## Instructions to follow
Take down each entry exactly as written.

## Excerpts from a dataset
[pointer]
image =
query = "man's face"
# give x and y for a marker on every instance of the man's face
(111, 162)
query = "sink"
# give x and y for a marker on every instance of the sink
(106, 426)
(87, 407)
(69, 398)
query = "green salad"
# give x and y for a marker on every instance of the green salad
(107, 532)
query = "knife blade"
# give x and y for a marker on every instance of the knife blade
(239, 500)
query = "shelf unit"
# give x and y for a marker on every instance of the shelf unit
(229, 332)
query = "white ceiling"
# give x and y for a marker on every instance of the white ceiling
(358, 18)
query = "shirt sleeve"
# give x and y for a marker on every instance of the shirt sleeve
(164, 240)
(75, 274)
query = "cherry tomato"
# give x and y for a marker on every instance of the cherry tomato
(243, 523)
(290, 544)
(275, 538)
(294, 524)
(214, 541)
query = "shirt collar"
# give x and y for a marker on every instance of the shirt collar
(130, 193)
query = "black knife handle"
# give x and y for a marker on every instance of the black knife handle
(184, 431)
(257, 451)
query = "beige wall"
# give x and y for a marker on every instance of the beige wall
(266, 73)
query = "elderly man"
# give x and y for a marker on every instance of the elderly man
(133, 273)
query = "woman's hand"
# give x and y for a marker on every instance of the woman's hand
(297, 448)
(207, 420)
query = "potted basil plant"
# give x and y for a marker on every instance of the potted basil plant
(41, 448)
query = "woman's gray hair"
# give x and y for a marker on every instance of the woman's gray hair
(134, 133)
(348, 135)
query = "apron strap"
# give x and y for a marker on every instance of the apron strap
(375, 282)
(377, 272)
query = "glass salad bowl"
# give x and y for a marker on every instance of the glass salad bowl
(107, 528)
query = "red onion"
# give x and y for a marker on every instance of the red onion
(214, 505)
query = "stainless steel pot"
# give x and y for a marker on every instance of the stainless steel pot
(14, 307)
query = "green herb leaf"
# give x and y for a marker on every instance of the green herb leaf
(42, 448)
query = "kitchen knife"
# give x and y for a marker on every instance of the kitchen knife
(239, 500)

## Task result
[pointer]
image =
query = "man's face"
# give x and y for a marker on every instance of the man's face
(111, 162)
query = "sink"
# give x and y for a marker on every instance of the sink
(106, 426)
(87, 407)
(69, 398)
query = "green salad"
# give x and y for a marker on every instance of the green salad
(107, 532)
query = "knife blade"
# give x and y for a marker on every instance of the knife blade
(239, 500)
query = "shelf unit"
# give x and y for a marker on every instance of the shelf unit
(229, 332)
query = "white ceiling"
# give x and y for a marker on every instance of the white ceiling
(358, 18)
query = "shirt sleeve"
# give x and y for a marker on every instance of the shirt sleeve
(164, 240)
(75, 274)
query = "cherry tomato"
# give x and y for a marker on every instance of the cherry tomato
(243, 523)
(290, 544)
(275, 538)
(294, 524)
(214, 541)
query = "shirt collar"
# give x and y for a marker on every instance of the shirt collar
(130, 193)
query = "black knife handle"
# give x and y for a marker on every instance of the black knife handle
(184, 431)
(257, 451)
query = "beige wall"
# give x and y for a marker on every instance of the beige wall
(266, 73)
query = "elderly man"
# give x and y for a marker on every instance of the elderly man
(133, 273)
query = "woman's hand"
# give x and y for a marker on every instance of the woman's hand
(297, 448)
(207, 420)
query = "potted basil plant"
# give x and y for a marker on every instance of the potted basil plant
(41, 448)
query = "woman's gray hair"
# give x and y for a marker on every instance of the woman's gray hair
(134, 133)
(348, 135)
query = "apron strap"
# give x and y for a marker on every instance of the apron strap
(375, 282)
(377, 272)
query = "glass salad bowl"
# give x and y for a marker on every instance of the glass salad bowl
(107, 528)
query = "red onion"
# give x and y for a marker on every instance of the red onion
(214, 505)
query = "stainless steel pot"
# give x and y for a marker on every instance of the stainless steel pot
(14, 307)
query = "green herb leaf"
# give x and y for a marker on every instance of the green herb leaf
(42, 448)
query = "kitchen knife"
# give x and y for a marker on every instance of the kitchen knife
(239, 500)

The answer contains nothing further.